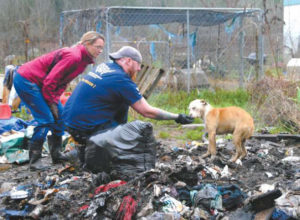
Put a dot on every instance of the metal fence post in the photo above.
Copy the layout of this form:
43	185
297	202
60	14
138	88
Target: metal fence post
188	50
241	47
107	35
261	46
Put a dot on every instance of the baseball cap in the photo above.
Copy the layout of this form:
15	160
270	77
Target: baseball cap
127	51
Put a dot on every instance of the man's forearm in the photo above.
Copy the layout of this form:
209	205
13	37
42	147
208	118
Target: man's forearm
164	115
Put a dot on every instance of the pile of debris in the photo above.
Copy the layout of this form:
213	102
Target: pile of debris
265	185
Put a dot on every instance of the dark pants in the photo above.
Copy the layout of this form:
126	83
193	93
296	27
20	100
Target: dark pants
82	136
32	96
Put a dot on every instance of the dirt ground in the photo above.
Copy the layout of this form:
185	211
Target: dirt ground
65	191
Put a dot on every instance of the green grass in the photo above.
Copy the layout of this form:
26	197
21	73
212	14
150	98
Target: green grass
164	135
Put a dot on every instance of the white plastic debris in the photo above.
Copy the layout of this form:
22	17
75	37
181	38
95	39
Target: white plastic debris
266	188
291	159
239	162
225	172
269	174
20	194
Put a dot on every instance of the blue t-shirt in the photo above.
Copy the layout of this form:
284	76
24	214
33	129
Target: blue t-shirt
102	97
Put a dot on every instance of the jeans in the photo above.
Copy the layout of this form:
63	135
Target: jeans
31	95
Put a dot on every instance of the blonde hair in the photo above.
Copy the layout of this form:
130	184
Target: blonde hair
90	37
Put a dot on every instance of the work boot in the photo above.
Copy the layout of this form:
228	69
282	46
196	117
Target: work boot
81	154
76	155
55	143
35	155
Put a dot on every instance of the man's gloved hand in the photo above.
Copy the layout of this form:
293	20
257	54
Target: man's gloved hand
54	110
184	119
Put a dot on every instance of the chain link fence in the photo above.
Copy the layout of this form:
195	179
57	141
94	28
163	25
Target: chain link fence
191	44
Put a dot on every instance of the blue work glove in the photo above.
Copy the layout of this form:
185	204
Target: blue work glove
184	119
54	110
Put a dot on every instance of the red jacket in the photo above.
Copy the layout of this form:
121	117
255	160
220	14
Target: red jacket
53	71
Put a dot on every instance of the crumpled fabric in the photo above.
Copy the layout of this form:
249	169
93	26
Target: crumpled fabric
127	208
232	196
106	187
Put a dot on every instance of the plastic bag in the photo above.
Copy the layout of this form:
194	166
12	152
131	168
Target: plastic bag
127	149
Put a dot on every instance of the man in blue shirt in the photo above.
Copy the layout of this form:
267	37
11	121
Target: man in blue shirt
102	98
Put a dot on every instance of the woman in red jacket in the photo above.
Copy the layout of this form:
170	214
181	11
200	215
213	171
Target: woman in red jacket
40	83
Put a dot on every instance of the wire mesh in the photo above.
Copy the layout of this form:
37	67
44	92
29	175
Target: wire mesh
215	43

——————————

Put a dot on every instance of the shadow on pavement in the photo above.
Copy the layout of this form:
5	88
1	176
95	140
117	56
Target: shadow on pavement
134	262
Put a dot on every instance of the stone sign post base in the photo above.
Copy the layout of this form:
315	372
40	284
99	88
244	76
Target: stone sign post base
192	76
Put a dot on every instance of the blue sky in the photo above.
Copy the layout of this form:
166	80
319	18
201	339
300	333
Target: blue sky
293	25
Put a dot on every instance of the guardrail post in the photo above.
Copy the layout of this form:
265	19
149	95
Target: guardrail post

——————————

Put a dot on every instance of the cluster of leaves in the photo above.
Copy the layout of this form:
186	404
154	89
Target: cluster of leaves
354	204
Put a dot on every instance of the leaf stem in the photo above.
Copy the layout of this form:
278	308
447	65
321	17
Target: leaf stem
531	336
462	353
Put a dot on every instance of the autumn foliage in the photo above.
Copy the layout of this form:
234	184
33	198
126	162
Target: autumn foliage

——————————

§ **What is needed**:
After locating the line with "Target: stone sign post base" in the material above, return it and each line after it exactly, ending at the line with "Target: guardrail post".

§ **Task result**:
Target: stone sign post base
192	76
Put a dot on every instance of the blue sky in the photo above.
Copy the layout of this form:
166	80
319	18
201	339
300	333
Target: blue sky
293	25
Put a dot on every instance of the guardrail post in the photo above.
Copy the layout of this form:
265	19
149	95
Target: guardrail post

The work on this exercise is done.